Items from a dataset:
╭──

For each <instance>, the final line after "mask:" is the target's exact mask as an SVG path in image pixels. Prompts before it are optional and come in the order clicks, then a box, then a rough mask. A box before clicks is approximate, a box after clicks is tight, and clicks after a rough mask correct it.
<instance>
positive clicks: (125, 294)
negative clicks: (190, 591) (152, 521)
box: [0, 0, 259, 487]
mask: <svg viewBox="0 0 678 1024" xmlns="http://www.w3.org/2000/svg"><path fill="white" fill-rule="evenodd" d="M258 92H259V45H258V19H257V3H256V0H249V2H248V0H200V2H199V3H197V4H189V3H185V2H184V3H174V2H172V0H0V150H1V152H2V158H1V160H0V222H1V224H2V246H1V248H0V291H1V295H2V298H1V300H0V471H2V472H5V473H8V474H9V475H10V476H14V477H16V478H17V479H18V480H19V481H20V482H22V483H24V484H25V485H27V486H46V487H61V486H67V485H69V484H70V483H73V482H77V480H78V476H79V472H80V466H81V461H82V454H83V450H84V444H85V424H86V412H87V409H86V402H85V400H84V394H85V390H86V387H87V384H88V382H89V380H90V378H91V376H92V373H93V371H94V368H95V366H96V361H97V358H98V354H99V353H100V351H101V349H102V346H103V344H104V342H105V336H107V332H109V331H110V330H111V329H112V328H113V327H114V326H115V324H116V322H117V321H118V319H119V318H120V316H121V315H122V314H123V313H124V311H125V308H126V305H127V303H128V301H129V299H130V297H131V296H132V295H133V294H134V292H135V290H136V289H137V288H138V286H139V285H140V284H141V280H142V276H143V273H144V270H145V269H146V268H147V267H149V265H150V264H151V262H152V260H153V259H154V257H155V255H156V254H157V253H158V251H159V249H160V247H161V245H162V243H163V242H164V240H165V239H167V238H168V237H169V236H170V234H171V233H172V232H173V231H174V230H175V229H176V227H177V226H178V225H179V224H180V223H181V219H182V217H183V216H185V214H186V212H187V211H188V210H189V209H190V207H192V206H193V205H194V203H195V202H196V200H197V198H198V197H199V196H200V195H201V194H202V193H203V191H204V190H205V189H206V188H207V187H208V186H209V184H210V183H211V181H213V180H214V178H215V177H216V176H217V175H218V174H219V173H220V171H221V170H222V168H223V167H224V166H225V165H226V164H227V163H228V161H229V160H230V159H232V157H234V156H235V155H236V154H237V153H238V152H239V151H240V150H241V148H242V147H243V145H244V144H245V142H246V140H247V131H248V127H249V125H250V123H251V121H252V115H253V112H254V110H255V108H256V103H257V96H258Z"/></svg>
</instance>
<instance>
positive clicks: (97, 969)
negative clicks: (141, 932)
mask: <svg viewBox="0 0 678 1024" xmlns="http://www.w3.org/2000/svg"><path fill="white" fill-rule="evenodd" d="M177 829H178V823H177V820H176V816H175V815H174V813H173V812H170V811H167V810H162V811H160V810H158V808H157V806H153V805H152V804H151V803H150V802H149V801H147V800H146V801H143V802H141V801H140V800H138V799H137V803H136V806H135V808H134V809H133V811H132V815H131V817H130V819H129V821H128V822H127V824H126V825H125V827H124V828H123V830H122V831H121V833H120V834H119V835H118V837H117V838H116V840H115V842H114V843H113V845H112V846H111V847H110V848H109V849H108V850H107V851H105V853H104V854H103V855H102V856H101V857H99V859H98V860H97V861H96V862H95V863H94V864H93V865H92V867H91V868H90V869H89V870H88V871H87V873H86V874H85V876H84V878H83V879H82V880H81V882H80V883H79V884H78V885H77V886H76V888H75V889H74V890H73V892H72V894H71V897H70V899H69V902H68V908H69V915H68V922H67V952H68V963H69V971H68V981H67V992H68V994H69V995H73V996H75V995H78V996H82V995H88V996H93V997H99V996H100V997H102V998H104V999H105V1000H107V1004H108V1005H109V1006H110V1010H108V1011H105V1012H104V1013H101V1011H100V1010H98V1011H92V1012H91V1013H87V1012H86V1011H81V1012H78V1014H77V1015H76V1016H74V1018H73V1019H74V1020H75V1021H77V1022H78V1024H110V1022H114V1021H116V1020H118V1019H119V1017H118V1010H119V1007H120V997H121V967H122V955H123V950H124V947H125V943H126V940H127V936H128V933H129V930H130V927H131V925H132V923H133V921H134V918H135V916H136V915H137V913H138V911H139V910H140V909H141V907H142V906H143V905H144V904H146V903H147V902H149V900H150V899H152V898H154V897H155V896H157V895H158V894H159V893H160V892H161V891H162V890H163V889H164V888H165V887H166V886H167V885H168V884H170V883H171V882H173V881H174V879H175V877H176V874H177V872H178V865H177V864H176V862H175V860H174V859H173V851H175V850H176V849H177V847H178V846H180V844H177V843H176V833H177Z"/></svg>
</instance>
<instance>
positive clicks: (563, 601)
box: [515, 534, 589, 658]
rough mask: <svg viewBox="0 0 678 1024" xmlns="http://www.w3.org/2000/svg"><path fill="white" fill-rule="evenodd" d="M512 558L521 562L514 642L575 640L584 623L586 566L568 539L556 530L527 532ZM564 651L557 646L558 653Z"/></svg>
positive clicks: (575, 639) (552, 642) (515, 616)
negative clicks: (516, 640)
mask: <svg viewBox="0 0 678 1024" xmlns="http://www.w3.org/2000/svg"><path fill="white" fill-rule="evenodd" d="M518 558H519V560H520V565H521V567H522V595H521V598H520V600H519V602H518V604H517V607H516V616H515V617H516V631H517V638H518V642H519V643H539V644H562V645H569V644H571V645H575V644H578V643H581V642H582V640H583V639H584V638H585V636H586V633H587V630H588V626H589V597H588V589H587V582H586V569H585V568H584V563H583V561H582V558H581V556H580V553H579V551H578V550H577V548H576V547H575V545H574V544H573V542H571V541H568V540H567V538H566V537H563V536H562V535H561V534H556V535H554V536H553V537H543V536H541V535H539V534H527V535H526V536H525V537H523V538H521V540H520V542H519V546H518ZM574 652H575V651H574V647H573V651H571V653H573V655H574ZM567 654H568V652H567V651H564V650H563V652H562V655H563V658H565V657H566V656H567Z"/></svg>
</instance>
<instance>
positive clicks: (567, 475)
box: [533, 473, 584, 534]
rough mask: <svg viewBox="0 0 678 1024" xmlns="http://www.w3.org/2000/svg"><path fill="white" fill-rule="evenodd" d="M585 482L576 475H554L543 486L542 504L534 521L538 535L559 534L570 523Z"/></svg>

╰──

Note how many lines in the data above have the string "rough" in them, and give that number by itself.

Response to the exercise: 3